Short problem 1
Please write out again the part of the canary rollout passage that opens with the words "Once the QA" and closes with "just as well.", switching "ArgoCD" to "Argo CD".
Short problem 2
Answer these questions from the canary rollout passage.
(a) Which command advances the rollout to the next step?
(b) Which port can Prometheus scrape directly to get around mTLS scraping issues?
(c) What pattern is named for separating schema changes from code deployment?

Source passage

## BEGIN

Once the QA team finishes E2E testing while paused at the pause: {} step, you can advance to the next step with kubectl argo rollouts promote my-service. If you're using ArgoCD, clicking the promotion button in the UI works just as well.

Example 4: Querying Canary Pod P99 Latency and Upstream Error Rate

Monitoring latency and the impact on services the canary depends on, in addition to success rate, is much safer. As I continued operations, it was only after adding these queries that I started catching problems that success rate alone wasn't picking up.

promql

# P99 response time for canary pods (based on histogram buckets)
histogram_quantile(0.99,
  sum(rate(istio_request_duration_milliseconds_bucket{
    destination_workload="my-service-canary",
    reporter="destination"
  }[5m])) by (le)
)

promql

# Rate of 5xx errors in requests sent by canary pods (measures canary → dependency impact)
(
  sum(rate(istio_requests_total{
    source_workload="my-service-canary",
    response_code=~"5.*"
  }[2m]))
  /
  sum(rate(istio_requests_total{
    source_workload="my-service-canary"
  }[2m]))
) or on() vector(0)

The second query uses source_workload as the basis. It catches errors that occur when the canary pod calls other services, not errors received by the canary pod itself. If a new version calls a DB or external API differently, you can miss the problem without this query.

Pros and Cons

Advantages

Item	Details
Replica-count-independent traffic control	Accurate 5%, 10% traffic distribution even with just 1 canary pod
Pod-level metric precision	Independent measurement of error rate and latency for only requests that reached canary pods, via `destination_workload` label
Zero-downtime QA testing	Validate canary with `setHeaderRoute` without impacting live service, then gradually transition
Automatic rollback	Argo Rollouts automatically reverts to stable when `AnalysisTemplate` failure conditions are met
GitOps-friendly	All configuration is declared as Kubernetes manifests, integrating naturally with ArgoCD

Disadvantages and Caveats

Item	Details	Mitigation
Resource complexity	Managing multiple resources simultaneously: VirtualService, DestinationRule, Rollout, AnalysisTemplate, etc.	Templatize with Helm chart or Kustomize for consistency
Metric cardinality	Increased Prometheus storage and query costs from growing Istio label combinations	Limit metric scope with `Sidecar` resource, configure unnecessary label excludes
ArgoCD diff conflicts	ArgoCD detects drift because Argo Rollouts dynamically modifies VirtualService	Must add VirtualService `spec.http` path to `ignoreDifferences`
Subset hash dependency	`rollouts-pod-template-hash` in DestinationRule changes with each rollout	Managed automatically by Argo Rollouts — do not modify manually, delegate to the controller
DB migration coupling	Canary/stable pods share the same DB simultaneously when schema changes are involved	Separate schema changes and code deployment into distinct phases (expand/contract pattern)
mTLS scraping issues	Prometheus scraping may be blocked in PeerAuthentication STRICT mode	Mount Istio certificates to Prometheus, or scrape port 15090 (Envoy stats) directly

The DB migration issue was quite shocking when I first encountered it. I only realized the need for the expand/contract pattern after experiencing firsthand the moment canary pods started writing a new column and stable pods began throwing errors about unknown fields. The mTLS scraping issue was similar — I changed PeerAuthentication to STRICT and Prometheus collection silently stopped.

## END

Extracted records

## BEGIN

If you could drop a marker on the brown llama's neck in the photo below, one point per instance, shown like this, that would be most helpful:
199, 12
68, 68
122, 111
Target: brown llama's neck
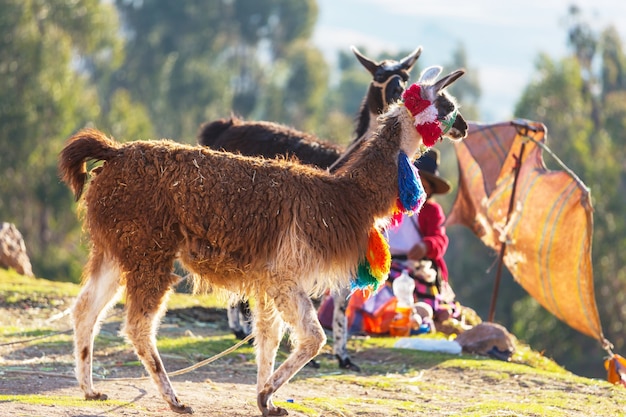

## END
## BEGIN

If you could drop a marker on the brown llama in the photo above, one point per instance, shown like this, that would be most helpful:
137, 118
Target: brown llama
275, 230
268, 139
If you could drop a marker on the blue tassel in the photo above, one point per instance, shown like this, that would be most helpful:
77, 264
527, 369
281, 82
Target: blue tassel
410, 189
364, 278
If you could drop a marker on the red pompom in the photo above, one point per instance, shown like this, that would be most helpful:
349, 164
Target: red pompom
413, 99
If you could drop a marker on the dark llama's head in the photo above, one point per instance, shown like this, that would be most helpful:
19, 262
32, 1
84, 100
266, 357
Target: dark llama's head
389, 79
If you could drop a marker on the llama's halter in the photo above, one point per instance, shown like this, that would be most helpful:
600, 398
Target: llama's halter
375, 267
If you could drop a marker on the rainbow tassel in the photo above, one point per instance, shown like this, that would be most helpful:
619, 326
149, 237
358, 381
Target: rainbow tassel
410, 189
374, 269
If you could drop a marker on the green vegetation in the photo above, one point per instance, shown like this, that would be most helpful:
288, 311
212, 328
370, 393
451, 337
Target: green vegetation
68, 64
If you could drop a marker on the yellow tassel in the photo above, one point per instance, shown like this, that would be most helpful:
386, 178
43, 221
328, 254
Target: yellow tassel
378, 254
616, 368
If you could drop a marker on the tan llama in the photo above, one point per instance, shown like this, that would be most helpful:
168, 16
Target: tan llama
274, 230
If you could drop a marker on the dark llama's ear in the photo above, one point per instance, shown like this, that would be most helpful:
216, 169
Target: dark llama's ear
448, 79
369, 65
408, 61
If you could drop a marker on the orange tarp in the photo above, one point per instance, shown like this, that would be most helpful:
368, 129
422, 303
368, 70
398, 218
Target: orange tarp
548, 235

## END
## BEGIN

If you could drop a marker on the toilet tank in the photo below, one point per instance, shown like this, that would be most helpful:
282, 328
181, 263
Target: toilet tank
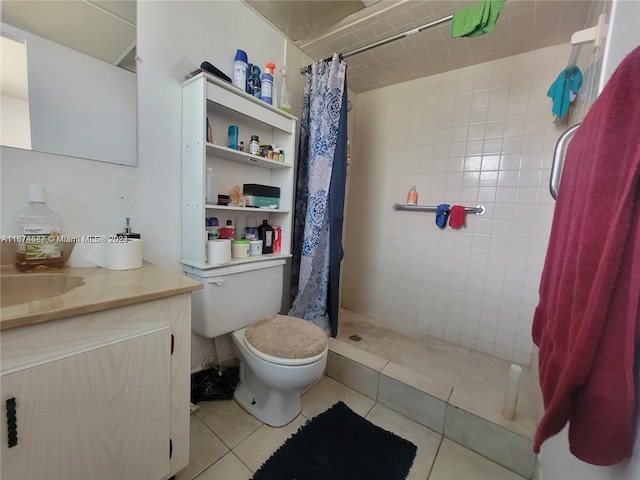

## END

Task response 1
Once the QA team finishes E2E testing while paused at the pause: {} step, you can advance to the next step with kubectl argo rollouts promote my-service. If you're using Argo CD, clicking the promotion button in the UI works just as well.

Task response 2
(a) kubectl argo rollouts promote my-service
(b) Port 15090 (Envoy stats)
(c) The expand/contract pattern